◆ Extracted information ◆
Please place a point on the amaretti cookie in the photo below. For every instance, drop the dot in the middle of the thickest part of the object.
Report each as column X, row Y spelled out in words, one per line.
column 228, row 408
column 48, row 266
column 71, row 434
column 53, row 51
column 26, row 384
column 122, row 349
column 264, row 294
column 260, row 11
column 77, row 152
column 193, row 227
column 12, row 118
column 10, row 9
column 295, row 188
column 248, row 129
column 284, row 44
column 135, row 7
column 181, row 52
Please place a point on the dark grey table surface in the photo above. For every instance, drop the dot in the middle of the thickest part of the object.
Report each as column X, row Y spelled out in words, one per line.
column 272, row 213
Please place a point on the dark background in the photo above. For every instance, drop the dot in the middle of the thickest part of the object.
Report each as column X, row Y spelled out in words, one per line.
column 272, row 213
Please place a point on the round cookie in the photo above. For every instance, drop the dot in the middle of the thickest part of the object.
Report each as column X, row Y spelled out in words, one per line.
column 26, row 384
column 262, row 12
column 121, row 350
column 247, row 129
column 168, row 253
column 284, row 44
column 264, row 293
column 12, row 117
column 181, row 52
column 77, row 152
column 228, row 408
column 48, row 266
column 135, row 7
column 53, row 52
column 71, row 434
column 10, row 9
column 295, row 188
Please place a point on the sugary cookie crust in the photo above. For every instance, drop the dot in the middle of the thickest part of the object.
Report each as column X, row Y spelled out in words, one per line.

◆ Your instructions ◆
Reproduce verbatim the rows from the first line through the line containing "column 53, row 51", both inclusive.

◆ Answer in full ◆
Please place a point on the amaretti cookie in the photo below. For every instance, drop the dot in the middle of the thickest part of the object.
Report each as column X, row Y spelled out in words, one per line.
column 228, row 408
column 48, row 266
column 71, row 434
column 53, row 51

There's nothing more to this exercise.